Exercise description:
Rewrite the rows below as a numbered list, from the first line through the line containing "box: [452, 494, 476, 509]", omitting any blank lines.

Data shown:
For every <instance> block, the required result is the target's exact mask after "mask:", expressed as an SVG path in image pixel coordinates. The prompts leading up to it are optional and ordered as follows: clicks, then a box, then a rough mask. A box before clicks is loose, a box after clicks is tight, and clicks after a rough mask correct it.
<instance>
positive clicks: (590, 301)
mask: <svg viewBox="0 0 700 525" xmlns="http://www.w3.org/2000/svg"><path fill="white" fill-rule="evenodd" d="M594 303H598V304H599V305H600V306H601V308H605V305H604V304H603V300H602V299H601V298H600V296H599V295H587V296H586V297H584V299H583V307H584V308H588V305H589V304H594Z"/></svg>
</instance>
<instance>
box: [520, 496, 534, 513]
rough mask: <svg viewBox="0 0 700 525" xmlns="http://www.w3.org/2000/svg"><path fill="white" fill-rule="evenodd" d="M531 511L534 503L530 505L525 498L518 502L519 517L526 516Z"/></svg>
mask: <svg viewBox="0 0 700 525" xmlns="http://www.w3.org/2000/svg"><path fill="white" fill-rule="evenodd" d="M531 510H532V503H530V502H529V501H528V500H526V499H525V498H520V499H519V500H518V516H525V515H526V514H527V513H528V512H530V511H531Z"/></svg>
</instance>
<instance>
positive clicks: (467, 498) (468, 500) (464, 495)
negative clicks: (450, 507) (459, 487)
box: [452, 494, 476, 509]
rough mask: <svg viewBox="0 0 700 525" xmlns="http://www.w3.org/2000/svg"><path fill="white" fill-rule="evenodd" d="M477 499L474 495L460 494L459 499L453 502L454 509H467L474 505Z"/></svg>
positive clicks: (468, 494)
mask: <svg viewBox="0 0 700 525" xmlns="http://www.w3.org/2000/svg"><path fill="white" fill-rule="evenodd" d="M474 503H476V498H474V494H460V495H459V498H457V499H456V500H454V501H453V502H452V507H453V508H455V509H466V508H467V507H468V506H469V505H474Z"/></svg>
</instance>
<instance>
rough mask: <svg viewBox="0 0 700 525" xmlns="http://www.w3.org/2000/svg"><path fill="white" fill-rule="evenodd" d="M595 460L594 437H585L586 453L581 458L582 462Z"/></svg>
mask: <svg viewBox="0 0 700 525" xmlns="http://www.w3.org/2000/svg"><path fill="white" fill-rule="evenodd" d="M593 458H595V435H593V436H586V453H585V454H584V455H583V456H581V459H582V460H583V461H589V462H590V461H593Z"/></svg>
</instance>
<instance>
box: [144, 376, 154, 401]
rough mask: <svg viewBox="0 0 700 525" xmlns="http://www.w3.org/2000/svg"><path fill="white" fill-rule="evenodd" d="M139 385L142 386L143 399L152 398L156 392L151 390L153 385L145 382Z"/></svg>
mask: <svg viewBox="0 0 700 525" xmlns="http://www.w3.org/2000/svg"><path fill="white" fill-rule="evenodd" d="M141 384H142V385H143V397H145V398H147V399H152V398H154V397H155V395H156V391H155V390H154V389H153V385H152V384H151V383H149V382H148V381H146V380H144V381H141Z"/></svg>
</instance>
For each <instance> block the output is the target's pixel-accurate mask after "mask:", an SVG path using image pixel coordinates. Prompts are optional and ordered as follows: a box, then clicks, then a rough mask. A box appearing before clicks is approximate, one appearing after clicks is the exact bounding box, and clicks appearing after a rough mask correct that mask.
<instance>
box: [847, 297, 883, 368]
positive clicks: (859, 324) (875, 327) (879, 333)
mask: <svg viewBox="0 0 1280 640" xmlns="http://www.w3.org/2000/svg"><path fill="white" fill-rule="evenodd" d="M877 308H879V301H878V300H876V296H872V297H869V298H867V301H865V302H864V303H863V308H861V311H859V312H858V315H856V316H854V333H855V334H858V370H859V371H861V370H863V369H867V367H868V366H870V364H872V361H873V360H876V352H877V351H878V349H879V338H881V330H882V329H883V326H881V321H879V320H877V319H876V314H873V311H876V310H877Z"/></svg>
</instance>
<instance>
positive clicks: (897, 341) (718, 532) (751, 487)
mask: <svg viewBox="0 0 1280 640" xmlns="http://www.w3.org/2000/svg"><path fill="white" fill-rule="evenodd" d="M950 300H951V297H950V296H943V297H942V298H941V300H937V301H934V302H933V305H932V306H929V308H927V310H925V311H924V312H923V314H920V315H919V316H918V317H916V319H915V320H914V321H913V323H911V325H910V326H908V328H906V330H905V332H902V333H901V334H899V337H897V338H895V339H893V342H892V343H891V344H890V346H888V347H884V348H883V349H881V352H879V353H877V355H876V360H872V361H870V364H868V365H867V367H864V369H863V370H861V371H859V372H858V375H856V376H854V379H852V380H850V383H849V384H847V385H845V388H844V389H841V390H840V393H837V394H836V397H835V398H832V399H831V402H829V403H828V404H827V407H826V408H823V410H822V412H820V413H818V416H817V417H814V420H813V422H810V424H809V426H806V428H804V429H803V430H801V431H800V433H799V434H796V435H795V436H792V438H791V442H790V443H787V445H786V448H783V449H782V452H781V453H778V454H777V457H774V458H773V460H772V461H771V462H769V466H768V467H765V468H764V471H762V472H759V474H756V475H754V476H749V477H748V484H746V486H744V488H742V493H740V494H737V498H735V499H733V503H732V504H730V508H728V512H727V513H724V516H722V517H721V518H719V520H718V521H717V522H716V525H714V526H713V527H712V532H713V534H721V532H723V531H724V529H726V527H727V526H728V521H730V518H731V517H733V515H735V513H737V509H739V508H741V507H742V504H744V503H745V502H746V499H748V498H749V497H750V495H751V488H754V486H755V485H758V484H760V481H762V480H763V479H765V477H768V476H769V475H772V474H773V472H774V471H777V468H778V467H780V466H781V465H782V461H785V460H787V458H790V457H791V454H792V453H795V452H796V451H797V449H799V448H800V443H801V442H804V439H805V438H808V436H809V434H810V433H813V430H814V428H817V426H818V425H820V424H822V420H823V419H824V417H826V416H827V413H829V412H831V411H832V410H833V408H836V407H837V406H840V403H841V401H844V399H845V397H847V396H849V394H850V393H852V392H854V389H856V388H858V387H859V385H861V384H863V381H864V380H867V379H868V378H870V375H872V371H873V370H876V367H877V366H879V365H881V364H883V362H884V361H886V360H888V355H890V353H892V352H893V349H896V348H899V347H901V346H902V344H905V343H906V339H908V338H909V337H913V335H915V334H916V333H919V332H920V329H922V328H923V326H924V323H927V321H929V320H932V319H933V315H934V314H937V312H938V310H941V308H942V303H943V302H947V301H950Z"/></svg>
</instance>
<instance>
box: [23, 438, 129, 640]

Answer box:
1. For every <instance> block, the required result is the target's exact mask after "mask:", expressed as an SVG path in image pixel coordinates. The prompts leading up to it are optional and ordered as follows: clicks, then a box, then a rough mask. A box before clicks is loose, a box after clicks is tight, and clicks after a rough mask correct it.
2. <instance>
3. positive clicks: (590, 301)
4. mask: <svg viewBox="0 0 700 525" xmlns="http://www.w3.org/2000/svg"><path fill="white" fill-rule="evenodd" d="M594 303H598V304H599V305H600V306H601V308H605V305H604V304H603V300H602V299H601V298H600V296H599V295H587V296H586V297H584V299H583V307H584V308H588V305H589V304H594Z"/></svg>
5. </instance>
6. <instance>
7. box: [520, 496, 534, 513]
8. rough mask: <svg viewBox="0 0 700 525" xmlns="http://www.w3.org/2000/svg"><path fill="white" fill-rule="evenodd" d="M531 511L534 503L530 505L525 498L518 502L519 517L526 516Z"/></svg>
9. mask: <svg viewBox="0 0 700 525" xmlns="http://www.w3.org/2000/svg"><path fill="white" fill-rule="evenodd" d="M531 510H532V503H530V502H529V501H528V500H526V499H525V498H520V499H519V500H518V516H525V515H526V514H527V513H528V512H530V511H531Z"/></svg>
10. </instance>
11. <instance>
12. positive clicks: (467, 498) (468, 500) (464, 495)
13. negative clicks: (450, 507) (459, 487)
14. box: [452, 494, 476, 509]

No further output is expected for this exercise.